Problem A: List the field names that label the header lines of the original message quoted in the mailing-list post about a Smalltalk course.
Problem B: Reproduce the mailing-list post about a Smalltalk course word for word, from "Barry Freshwater" up to and including "in an hour.".

** BEGIN Selected passage **

The Open University course Jason was referring to was 'M206 Computing An
Object Orientated Approach', I know because I took the course myself in
2000 and it was very good. The only book I know of regarding this course
on Amazon is Eric Tatham's 'Smalltalk bytes book'
http://www.amazon.co.uk/Smalltalk-Bytes-Book-Tatham/dp/0954451406/ref=sr_1_1?s=books&ie=UTF8&qid=1290856929&sr=1-1 
which is a tutorial reference and something I still find useful to refer
to. It is basically written in a glossary format so anything you need is
easy to find.

Best wishes

Barry Freshwater

-------- Original Message --------
Subject: Re: [vwnc] Suggestions -- Language & IDE for Junior High Club?
Date: Sat, 27 Nov 2010 09:34:12 -0000
From: Ayers, Jason <[hidden email]>
To: <[hidden email]>, <[hidden email]>

Gary,

I would suggest WebVelocity. We use it in workshops with people that
have no Smalltalk experience and they write a sudoku solver in an hour.

** END Selected passage **
** BEGIN Rows **

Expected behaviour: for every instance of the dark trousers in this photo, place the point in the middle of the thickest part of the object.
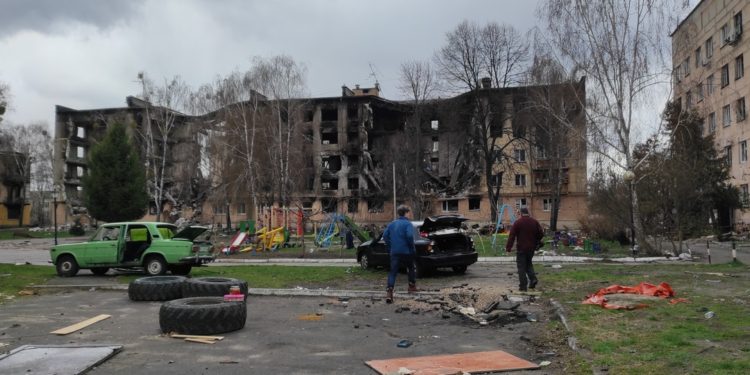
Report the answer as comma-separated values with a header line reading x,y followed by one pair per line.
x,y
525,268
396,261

** END Rows **
** BEGIN Rows **

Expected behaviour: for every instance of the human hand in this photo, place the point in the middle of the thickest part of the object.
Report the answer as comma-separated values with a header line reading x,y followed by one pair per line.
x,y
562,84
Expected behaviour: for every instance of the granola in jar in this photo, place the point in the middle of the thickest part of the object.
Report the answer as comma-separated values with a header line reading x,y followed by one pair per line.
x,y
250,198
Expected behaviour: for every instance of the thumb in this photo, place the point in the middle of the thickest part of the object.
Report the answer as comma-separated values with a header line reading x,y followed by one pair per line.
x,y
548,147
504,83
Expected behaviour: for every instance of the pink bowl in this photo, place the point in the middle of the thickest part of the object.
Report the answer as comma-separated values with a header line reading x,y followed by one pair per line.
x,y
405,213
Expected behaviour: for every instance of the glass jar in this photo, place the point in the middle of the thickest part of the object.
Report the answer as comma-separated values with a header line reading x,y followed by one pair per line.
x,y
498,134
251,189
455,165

** END Rows **
** BEGIN Rows **

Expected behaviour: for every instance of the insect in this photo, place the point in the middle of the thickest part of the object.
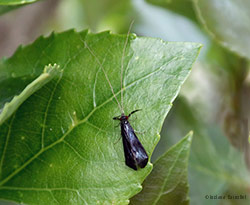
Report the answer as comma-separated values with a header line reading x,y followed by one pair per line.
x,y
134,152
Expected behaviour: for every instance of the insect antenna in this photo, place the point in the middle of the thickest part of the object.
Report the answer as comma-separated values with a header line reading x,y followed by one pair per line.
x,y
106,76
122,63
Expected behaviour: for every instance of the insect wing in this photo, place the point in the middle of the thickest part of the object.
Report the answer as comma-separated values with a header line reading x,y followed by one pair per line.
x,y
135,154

** END Rows **

Task result A: Subject, Date, From, To

Task result B:
Barry Freshwater

-------- Original Message --------
Subject: Re: [vwnc] Suggestions -- Language & IDE for Junior High Club?
Date: Sat, 27 Nov 2010 09:34:12 -0000
From: Ayers, Jason <[hidden email]>
To: <[hidden email]>, <[hidden email]>

Gary,

I would suggest WebVelocity. We use it in workshops with people that
have no Smalltalk experience and they write a sudoku solver in an hour.